··· Excerpt to read

Sunday, August 22, 2010

BAD DAY AT BLACK ROCK


Things didn’t go well yesterday after my wife came home in an absolute funk…
by Charlie Leck

Things are normally pretty peaceful around here on a Saturday. And, my wife is normally a very stable, even-keeled and rock of a person. Today, however, around two o’clock she called to tell me her billfold was stolen – this is the billfold with all her credit cards (at least four), a debit and cash withdrawal card (ATM), driver’s license, passport data card, insurance card, Medicare card and $340 in cash. There’s probably a dozen other items in there that she can’t think of right now in her agitated state.

A couple of 14 year old kids ran a con on her as she was loading up her truck after the Midtown Farmers Market closed yesterday. She has both a trailer to pack up and also some things to load into the backseat, interior compartment of her pickup truck – table cloths, signs, business and recipe cards, some sheepskins, an adding machine. It takes a couple of trips from the back of the trailer to the driver’s side of the pickup – not more than twenty feet. She started the whole process with the first trip to the pickup yesterday, leaving the door open because she knew she’d be right back and really hardly out of sight of the open door. Her purse was laying on the backseat.

······
··· Input data

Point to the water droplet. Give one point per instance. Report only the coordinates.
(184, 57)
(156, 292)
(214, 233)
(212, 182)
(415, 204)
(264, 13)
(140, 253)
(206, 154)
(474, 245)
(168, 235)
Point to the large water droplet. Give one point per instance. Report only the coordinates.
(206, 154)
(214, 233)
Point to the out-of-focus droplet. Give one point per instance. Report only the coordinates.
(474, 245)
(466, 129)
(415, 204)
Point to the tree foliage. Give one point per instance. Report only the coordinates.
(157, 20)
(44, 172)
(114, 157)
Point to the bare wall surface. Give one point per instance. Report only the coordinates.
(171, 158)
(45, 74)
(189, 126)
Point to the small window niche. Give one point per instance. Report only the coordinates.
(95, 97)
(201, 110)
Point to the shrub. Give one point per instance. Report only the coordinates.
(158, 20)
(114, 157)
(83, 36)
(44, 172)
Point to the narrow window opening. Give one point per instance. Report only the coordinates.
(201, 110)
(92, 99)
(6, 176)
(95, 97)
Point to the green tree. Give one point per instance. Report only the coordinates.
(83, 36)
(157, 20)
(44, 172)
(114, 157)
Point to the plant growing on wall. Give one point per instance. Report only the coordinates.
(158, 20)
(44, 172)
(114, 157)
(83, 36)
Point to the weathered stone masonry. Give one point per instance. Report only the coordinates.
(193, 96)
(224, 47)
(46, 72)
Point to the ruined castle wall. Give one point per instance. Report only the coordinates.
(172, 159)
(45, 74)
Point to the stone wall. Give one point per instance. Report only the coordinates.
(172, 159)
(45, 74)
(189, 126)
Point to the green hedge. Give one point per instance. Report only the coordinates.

······

**Work task 1:**
From the blog post about the stolen billfold, write out the passage that begins at the words "Sunday, August 22, 2010" and stops after the words "her agitated state.".
**Work task 2:**
Decide whether each statement below agrees with the blog post about the stolen billfold. Answer yes or no for each, and quote the words from the post that settle it.
(a) The billfold held $340 in cash.
(b) The con was run by a couple of 16 year old kids.
(c) Each trip from the trailer to the pickup covered more than fifty feet.
**Work task 3:**
Continue the blog post about the stolen billfold, starting right after its last sentence.

**Expected answer 1:**
Sunday, August 22, 2010

BAD DAY AT BLACK ROCK


Things didn’t go well yesterday after my wife came home in an absolute funk…
by Charlie Leck

Things are normally pretty peaceful around here on a Saturday. And, my wife is normally a very stable, even-keeled and rock of a person. Today, however, around two o’clock she called to tell me her billfold was stolen – this is the billfold with all her credit cards (at least four), a debit and cash withdrawal card (ATM), driver’s license, passport data card, insurance card, Medicare card and $340 in cash. There’s probably a dozen other items in there that she can’t think of right now in her agitated state.

**Expected answer 2:**
(a) Yes: "and $340 in cash."
(b) No: "A couple of 14 year old kids ran a con on her"
(c) No: "not more than twenty feet"

**Expected answer 3:**
What happened after that first load of little things was put in the pickup is that a fine little gentleman of about 14 interrupted her when she was back at the trailer and asked her a couple of questions about lamb. He had never eaten lamb he said sweetly.

“Is it good?”

Well, oh my, my wife thinks so and she told him. He asked another couple of questions about its tenderness and taste. My wife was pleased by his sense of curiosity and she climbed inside the freezer trailer to find him a package of lamb steaks as a gift.

“Take them home and have your mom try them,” she suggested to the young man. He was mighty pleased and thanked her with a big smile as he climbed on his bicycle and road away.

Well, it was plenty of time for his partner-in-crime to rifle my wife’s purse, find the billfold right at the top of the heap of stuff she keeps in there, and be off to the hinter lands of south Minneapolis.

She was frantic.

“What can I do?”

Well, we climbed in my car and headed for Minneapolis. As we drove, she called various credit card companies by using the phone numbers on the back of my cards and canceled the cards immediately.

My big idea is that we would go down to the farmers market and look in the trash cans and the portable toilet on the south end of the parking lot because that’s the way the two boys would likely have gone.

“Perhaps they peeled out the cash and threw the rest away.”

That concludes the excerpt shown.